*EXERCISE GOAL*: Could you reproduce everything from the line containing "search for building" down to the line containing "[163,38,174,49]", word for word, with both of those lines included?

*SOURCE MATERIAL*:
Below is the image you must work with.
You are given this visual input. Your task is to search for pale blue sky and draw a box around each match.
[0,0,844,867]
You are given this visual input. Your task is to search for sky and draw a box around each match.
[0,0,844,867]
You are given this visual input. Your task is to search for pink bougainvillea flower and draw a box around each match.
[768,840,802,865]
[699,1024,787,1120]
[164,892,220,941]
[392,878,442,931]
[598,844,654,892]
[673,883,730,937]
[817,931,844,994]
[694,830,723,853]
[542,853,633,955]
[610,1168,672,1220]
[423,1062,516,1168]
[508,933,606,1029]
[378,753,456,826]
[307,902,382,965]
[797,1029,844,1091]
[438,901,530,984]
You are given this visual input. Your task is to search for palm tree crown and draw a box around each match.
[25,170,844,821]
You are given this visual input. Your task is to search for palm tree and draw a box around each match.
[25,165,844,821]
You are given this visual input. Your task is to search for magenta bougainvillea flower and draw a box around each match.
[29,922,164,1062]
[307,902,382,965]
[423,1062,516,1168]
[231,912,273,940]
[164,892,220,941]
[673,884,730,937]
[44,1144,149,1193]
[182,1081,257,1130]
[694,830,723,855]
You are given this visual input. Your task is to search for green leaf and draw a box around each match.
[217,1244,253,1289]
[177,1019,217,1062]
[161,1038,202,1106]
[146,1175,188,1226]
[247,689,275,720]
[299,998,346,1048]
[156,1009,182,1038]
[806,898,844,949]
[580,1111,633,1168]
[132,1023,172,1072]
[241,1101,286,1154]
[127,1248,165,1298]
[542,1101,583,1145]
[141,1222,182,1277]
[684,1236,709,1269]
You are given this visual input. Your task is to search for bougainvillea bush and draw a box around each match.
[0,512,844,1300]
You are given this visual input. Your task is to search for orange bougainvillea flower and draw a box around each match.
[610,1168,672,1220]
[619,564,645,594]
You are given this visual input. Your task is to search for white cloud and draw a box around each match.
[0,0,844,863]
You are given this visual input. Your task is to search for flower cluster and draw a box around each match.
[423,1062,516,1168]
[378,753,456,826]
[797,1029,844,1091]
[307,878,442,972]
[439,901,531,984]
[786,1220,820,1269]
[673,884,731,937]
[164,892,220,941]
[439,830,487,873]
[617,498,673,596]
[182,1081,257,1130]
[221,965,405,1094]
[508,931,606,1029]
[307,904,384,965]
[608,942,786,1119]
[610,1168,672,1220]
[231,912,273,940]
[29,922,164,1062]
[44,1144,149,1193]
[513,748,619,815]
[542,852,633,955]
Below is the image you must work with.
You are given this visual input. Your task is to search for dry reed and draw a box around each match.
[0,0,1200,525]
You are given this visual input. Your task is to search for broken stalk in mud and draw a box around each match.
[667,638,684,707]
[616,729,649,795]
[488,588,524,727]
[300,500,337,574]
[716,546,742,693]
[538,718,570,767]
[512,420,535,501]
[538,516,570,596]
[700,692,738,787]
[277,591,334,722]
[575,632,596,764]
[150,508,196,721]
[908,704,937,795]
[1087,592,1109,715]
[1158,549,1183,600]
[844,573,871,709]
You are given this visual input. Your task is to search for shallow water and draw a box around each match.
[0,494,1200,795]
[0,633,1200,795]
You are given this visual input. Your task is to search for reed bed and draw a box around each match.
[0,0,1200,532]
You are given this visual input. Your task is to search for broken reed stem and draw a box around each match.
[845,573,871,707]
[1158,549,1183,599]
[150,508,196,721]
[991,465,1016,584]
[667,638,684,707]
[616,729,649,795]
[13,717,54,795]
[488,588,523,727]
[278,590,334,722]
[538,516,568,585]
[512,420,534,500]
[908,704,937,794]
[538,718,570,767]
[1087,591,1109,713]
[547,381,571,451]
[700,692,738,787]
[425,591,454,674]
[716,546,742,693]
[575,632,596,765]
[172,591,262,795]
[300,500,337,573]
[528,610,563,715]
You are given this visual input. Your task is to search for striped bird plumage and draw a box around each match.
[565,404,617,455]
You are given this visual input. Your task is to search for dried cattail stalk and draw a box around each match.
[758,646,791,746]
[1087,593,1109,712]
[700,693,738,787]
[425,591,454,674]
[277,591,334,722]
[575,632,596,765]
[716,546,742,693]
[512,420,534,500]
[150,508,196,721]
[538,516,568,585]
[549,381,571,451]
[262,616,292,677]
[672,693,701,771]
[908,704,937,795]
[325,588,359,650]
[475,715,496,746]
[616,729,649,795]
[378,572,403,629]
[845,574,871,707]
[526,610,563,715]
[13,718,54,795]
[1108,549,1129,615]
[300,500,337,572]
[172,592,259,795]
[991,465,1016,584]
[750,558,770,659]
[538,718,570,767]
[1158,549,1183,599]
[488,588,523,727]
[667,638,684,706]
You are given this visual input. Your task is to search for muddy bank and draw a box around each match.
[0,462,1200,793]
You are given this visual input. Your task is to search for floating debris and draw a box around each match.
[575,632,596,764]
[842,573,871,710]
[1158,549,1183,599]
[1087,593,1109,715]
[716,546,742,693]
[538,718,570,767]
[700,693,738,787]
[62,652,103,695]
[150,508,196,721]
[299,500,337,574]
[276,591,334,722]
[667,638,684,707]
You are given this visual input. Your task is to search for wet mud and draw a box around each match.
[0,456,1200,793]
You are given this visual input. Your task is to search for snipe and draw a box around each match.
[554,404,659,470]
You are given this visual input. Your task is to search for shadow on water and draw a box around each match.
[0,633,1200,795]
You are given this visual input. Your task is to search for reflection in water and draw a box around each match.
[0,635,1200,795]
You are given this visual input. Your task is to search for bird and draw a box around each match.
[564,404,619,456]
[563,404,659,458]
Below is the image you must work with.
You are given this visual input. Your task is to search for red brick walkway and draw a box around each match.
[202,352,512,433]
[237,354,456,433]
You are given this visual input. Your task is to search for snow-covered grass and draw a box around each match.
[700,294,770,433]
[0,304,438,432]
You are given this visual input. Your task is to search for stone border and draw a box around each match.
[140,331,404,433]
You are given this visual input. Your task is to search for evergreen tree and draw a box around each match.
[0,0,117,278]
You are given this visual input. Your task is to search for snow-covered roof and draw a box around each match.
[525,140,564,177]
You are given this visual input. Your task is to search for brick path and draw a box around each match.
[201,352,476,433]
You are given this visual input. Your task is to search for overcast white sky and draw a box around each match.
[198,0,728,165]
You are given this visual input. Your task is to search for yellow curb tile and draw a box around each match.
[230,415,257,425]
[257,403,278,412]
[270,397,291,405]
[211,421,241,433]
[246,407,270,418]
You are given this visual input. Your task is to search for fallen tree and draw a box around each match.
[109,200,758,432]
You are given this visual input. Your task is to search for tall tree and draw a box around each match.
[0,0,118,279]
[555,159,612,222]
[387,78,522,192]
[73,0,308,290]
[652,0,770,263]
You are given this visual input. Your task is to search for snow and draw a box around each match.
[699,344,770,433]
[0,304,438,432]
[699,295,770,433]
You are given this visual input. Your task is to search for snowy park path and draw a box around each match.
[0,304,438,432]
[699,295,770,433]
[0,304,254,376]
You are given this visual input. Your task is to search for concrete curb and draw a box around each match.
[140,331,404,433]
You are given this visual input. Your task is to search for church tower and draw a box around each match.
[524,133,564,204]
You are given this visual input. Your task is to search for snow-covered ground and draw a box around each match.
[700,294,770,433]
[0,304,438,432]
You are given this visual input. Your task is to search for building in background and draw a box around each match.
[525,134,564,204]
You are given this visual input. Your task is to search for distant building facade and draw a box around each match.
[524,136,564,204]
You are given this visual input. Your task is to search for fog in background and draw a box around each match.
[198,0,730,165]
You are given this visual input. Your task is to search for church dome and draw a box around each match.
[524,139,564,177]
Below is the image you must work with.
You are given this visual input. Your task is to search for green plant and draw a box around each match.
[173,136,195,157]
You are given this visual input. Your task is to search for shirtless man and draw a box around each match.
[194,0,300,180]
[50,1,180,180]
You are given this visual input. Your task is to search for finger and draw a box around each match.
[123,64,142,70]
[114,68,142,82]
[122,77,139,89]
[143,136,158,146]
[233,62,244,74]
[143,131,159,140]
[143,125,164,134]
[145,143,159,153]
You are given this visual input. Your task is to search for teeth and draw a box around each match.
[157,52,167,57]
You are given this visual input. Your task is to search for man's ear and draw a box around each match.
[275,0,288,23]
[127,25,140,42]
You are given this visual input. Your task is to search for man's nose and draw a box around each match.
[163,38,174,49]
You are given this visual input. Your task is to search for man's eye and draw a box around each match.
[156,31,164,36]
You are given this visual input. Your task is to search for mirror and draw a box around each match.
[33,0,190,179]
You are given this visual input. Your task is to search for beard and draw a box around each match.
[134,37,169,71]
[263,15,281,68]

*OUTPUT*:
You are given this visual input. Your task is to search for building in background and draw a box around each match.
[525,134,564,204]
You are given this visual input. Your task is to search for distant building facade and draw a box around each match.
[524,136,564,204]
You are given this visual input. Your task is to search for fog in background and draw a box around each match.
[198,0,730,165]
You are given this visual input. Your task is to search for church dome and draw a box around each match.
[524,139,564,177]
Below is the image you must work with.
You are given this visual input. Your task is to search for green plant and draw a box around each match.
[173,136,195,157]
You are given this visual input. Your task is to search for shirtless man and draw a box around each match.
[194,0,300,180]
[50,1,180,180]
You are given this visual input. Your task is to search for finger and draw a box around each match.
[123,64,142,70]
[114,68,142,82]
[122,77,139,89]
[143,136,158,146]
[233,62,244,74]
[143,131,159,140]
[143,125,164,134]
[145,143,159,153]
You are given this visual input. Your task is to search for teeth and draw a box around each match.
[157,52,167,57]
You are given this visual input. Your task is to search for man's ear and draw a box around each match.
[275,0,288,23]
[127,25,140,42]
You are given this visual input. Your task is to search for man's nose and draw a box around each match.
[163,38,174,49]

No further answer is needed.